| ABOUT THIS TASK |
Gather up every line from the entries below that uses the word "railway".

| RECORDS TO USE |
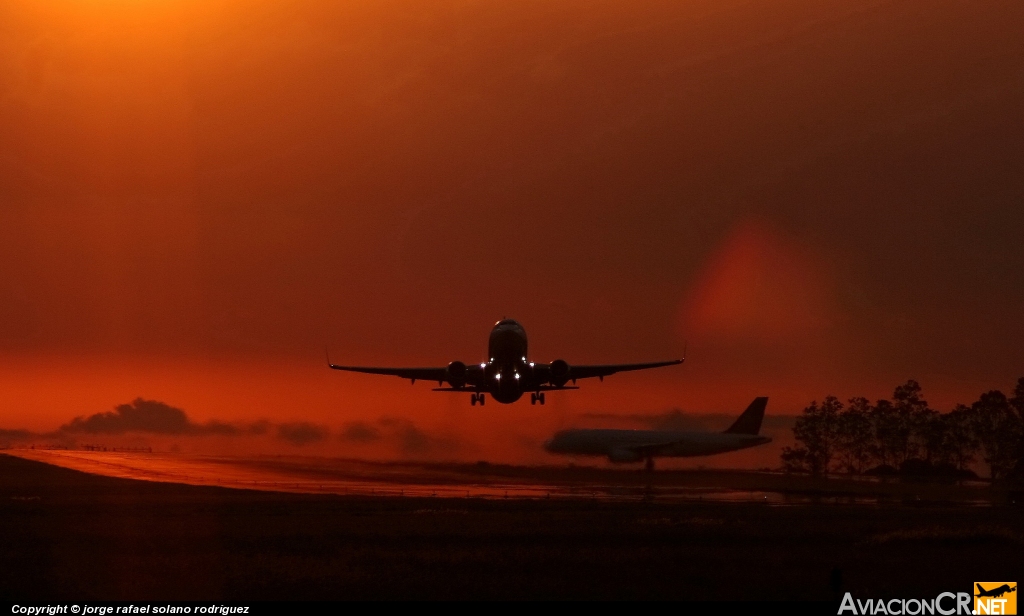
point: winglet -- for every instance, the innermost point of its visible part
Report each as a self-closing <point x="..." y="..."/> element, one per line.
<point x="750" y="422"/>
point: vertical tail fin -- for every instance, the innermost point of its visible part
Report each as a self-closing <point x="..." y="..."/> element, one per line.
<point x="750" y="422"/>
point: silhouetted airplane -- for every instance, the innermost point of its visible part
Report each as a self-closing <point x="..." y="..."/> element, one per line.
<point x="507" y="375"/>
<point x="635" y="445"/>
<point x="997" y="591"/>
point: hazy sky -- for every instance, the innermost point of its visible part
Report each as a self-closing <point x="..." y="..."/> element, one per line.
<point x="813" y="196"/>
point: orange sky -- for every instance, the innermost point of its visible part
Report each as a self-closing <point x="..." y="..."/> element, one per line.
<point x="196" y="196"/>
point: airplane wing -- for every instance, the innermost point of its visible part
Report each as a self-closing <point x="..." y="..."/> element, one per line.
<point x="411" y="374"/>
<point x="589" y="371"/>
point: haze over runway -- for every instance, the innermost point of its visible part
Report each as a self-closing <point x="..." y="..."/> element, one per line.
<point x="197" y="196"/>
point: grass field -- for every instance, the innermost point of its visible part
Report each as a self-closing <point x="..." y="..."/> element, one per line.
<point x="69" y="535"/>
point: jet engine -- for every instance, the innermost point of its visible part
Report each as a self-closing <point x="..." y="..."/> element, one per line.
<point x="559" y="372"/>
<point x="457" y="372"/>
<point x="625" y="455"/>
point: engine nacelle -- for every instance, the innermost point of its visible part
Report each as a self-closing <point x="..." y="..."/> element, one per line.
<point x="624" y="455"/>
<point x="457" y="372"/>
<point x="558" y="372"/>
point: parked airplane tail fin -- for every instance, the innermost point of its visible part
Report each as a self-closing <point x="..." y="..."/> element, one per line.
<point x="750" y="422"/>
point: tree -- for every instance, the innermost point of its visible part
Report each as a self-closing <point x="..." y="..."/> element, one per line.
<point x="1017" y="402"/>
<point x="855" y="436"/>
<point x="997" y="427"/>
<point x="817" y="431"/>
<point x="911" y="420"/>
<point x="958" y="441"/>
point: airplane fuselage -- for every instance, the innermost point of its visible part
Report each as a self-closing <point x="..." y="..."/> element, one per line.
<point x="507" y="374"/>
<point x="620" y="445"/>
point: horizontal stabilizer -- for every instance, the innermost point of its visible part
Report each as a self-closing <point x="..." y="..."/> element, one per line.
<point x="750" y="422"/>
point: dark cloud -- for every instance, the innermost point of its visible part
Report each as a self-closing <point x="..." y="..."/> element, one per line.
<point x="8" y="437"/>
<point x="145" y="415"/>
<point x="359" y="432"/>
<point x="413" y="440"/>
<point x="301" y="433"/>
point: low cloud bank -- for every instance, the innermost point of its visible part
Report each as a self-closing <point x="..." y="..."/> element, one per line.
<point x="148" y="416"/>
<point x="302" y="433"/>
<point x="143" y="418"/>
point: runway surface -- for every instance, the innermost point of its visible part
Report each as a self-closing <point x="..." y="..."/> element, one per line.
<point x="311" y="475"/>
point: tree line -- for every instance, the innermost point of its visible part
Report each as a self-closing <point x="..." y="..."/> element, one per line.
<point x="904" y="435"/>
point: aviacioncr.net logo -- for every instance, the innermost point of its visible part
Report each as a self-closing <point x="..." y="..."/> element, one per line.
<point x="946" y="604"/>
<point x="994" y="598"/>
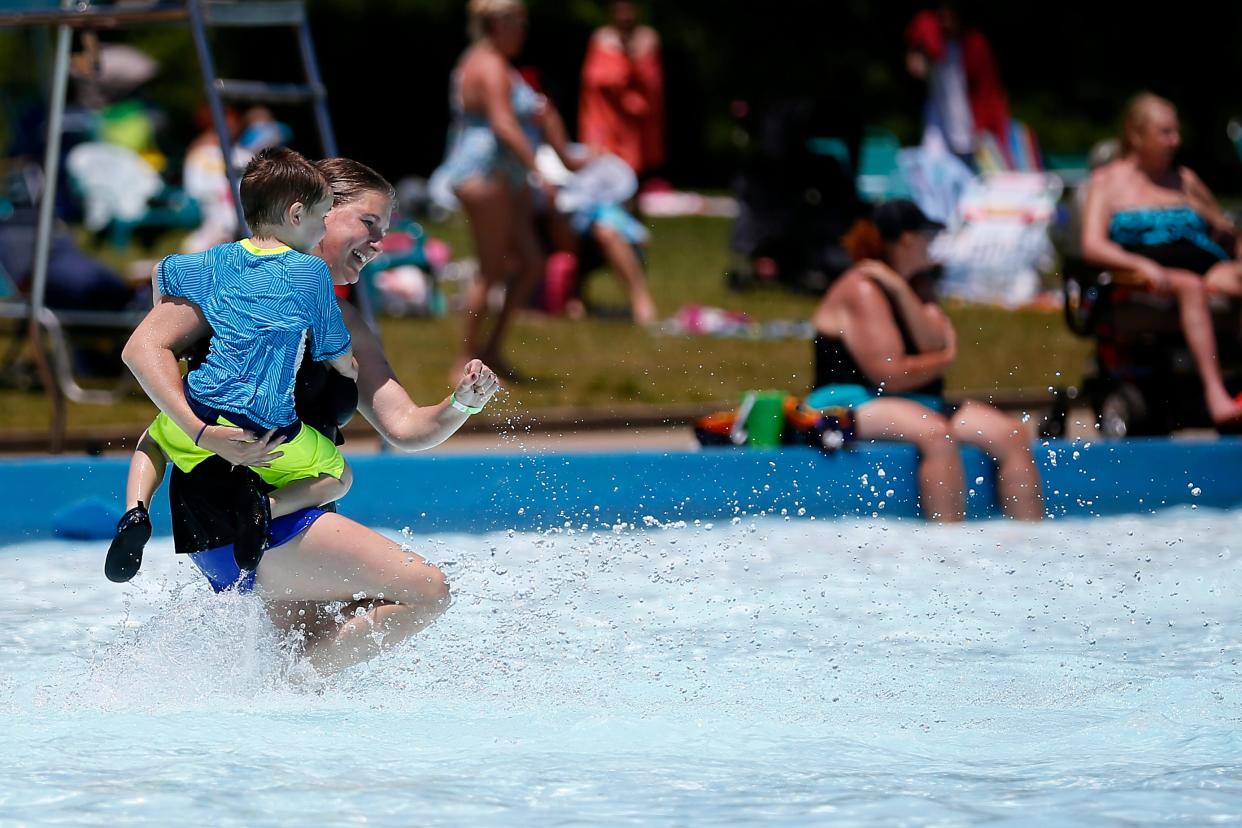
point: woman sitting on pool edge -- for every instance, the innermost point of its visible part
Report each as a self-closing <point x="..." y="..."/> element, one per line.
<point x="882" y="349"/>
<point x="318" y="558"/>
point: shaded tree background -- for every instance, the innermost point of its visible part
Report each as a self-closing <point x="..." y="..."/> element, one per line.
<point x="1068" y="68"/>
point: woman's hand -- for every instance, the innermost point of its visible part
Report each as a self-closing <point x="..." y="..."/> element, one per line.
<point x="240" y="447"/>
<point x="883" y="274"/>
<point x="477" y="386"/>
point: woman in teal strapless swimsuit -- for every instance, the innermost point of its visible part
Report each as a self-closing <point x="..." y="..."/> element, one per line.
<point x="1151" y="219"/>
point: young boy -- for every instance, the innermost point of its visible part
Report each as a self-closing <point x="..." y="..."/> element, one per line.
<point x="263" y="297"/>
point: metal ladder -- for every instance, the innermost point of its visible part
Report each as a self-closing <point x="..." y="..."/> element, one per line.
<point x="46" y="327"/>
<point x="256" y="14"/>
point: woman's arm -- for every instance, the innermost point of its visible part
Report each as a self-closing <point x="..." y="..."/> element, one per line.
<point x="150" y="354"/>
<point x="558" y="138"/>
<point x="388" y="406"/>
<point x="1210" y="209"/>
<point x="872" y="337"/>
<point x="1098" y="248"/>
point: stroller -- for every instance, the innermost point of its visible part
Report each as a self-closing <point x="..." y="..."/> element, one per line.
<point x="1142" y="379"/>
<point x="796" y="198"/>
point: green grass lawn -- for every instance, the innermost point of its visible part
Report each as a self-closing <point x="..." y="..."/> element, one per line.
<point x="606" y="364"/>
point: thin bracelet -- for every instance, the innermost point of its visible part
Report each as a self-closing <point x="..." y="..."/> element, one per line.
<point x="465" y="409"/>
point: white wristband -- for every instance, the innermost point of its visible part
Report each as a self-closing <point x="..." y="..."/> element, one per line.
<point x="463" y="407"/>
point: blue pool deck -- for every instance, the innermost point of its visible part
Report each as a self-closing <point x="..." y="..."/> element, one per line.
<point x="82" y="497"/>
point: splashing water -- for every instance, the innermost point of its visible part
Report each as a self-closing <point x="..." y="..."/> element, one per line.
<point x="688" y="673"/>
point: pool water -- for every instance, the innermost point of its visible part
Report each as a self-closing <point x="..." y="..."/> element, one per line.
<point x="796" y="672"/>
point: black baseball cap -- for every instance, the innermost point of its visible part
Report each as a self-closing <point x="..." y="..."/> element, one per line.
<point x="902" y="216"/>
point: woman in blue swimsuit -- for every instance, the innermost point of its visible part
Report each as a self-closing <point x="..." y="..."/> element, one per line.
<point x="489" y="169"/>
<point x="1151" y="220"/>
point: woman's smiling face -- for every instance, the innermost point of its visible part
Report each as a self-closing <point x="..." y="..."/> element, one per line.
<point x="354" y="231"/>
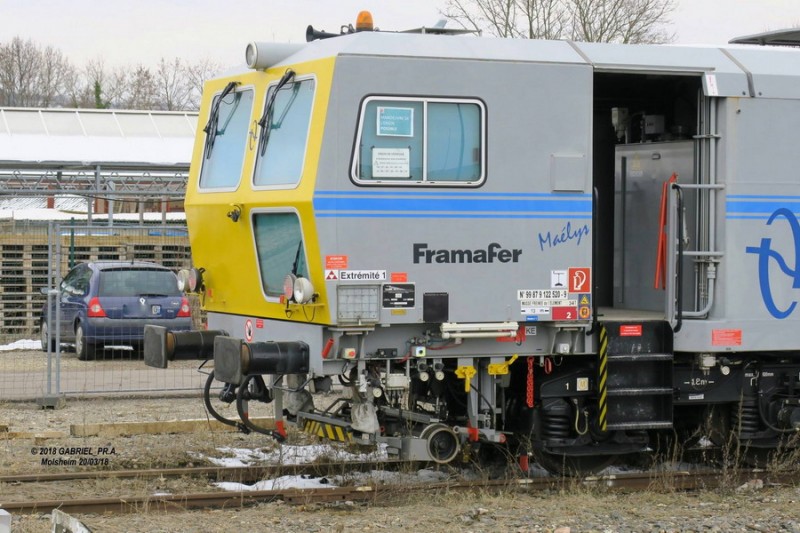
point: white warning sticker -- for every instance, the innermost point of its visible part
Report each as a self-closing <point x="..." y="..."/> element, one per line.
<point x="542" y="294"/>
<point x="362" y="275"/>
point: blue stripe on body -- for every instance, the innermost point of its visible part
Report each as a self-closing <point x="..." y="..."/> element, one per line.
<point x="451" y="205"/>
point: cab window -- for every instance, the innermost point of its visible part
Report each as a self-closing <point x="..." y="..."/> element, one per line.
<point x="280" y="249"/>
<point x="282" y="146"/>
<point x="226" y="140"/>
<point x="420" y="142"/>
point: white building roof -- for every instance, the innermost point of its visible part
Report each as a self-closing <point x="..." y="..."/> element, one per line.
<point x="87" y="137"/>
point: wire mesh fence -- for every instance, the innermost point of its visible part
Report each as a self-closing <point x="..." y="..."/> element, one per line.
<point x="94" y="320"/>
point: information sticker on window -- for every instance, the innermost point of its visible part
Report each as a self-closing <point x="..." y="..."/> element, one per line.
<point x="391" y="163"/>
<point x="396" y="121"/>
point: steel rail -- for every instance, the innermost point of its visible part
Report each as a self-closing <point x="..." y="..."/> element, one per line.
<point x="220" y="473"/>
<point x="390" y="492"/>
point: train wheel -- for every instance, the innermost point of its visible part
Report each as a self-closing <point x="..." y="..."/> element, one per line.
<point x="222" y="401"/>
<point x="573" y="465"/>
<point x="443" y="444"/>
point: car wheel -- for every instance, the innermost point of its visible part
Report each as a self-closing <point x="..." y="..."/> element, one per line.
<point x="44" y="332"/>
<point x="84" y="349"/>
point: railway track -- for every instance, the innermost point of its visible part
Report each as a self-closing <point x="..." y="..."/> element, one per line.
<point x="377" y="493"/>
<point x="240" y="474"/>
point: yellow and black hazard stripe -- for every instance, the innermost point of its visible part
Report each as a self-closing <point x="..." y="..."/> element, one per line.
<point x="327" y="431"/>
<point x="602" y="377"/>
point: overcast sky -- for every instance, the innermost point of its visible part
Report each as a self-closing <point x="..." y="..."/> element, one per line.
<point x="132" y="32"/>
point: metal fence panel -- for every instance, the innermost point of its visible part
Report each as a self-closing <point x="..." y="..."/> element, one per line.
<point x="34" y="260"/>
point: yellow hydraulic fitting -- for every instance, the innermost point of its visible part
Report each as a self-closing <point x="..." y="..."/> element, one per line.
<point x="500" y="369"/>
<point x="466" y="373"/>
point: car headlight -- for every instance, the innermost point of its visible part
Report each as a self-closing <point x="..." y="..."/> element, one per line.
<point x="288" y="286"/>
<point x="303" y="291"/>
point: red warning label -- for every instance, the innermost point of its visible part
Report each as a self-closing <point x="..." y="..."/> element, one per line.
<point x="726" y="337"/>
<point x="580" y="279"/>
<point x="564" y="313"/>
<point x="630" y="330"/>
<point x="335" y="262"/>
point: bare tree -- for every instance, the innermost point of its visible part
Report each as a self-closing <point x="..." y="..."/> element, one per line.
<point x="174" y="85"/>
<point x="32" y="76"/>
<point x="197" y="74"/>
<point x="623" y="21"/>
<point x="141" y="90"/>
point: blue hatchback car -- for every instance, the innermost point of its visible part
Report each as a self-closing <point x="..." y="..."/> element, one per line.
<point x="108" y="303"/>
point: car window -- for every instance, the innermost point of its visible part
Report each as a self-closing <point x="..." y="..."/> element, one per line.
<point x="137" y="282"/>
<point x="77" y="281"/>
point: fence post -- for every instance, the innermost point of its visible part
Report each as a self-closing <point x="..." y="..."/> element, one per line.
<point x="52" y="400"/>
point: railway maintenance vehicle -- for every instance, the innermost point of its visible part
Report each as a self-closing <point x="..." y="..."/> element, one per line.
<point x="574" y="250"/>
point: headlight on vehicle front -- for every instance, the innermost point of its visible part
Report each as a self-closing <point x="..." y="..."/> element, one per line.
<point x="303" y="291"/>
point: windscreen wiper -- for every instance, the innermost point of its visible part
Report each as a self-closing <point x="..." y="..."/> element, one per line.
<point x="266" y="119"/>
<point x="213" y="119"/>
<point x="297" y="257"/>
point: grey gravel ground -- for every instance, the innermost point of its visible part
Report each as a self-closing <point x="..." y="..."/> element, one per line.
<point x="751" y="508"/>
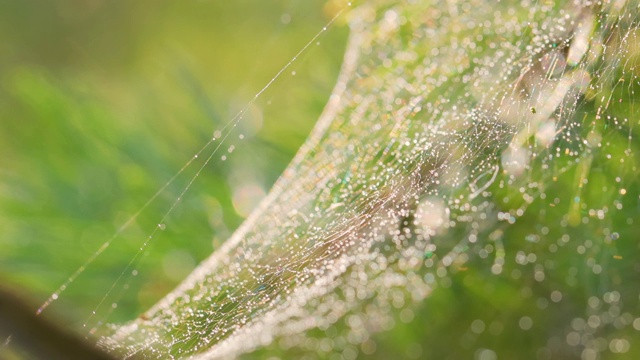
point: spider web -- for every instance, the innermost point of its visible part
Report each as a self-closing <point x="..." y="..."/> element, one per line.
<point x="464" y="143"/>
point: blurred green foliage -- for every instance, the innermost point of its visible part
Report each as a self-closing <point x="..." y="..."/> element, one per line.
<point x="102" y="102"/>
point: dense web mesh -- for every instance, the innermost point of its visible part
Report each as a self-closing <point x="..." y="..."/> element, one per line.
<point x="470" y="143"/>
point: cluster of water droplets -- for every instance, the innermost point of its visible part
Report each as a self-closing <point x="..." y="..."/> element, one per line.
<point x="467" y="144"/>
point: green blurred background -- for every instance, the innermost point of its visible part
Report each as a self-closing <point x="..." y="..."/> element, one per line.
<point x="102" y="102"/>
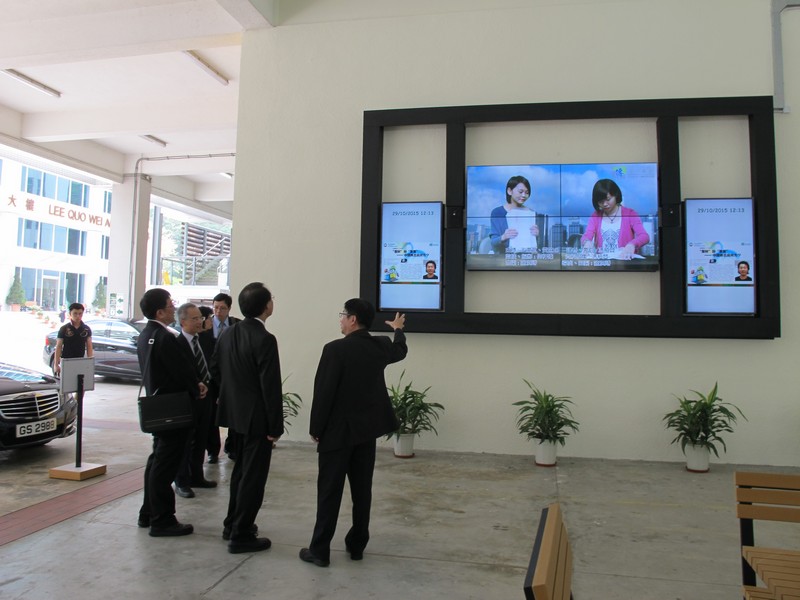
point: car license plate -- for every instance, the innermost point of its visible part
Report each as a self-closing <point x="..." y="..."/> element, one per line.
<point x="27" y="429"/>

| ANSWER TO THIS TASK |
point: railway track -- for every instance, the innermost point of its visible part
point: railway maintenance vehicle -- for every instance, the innermost point of its visible part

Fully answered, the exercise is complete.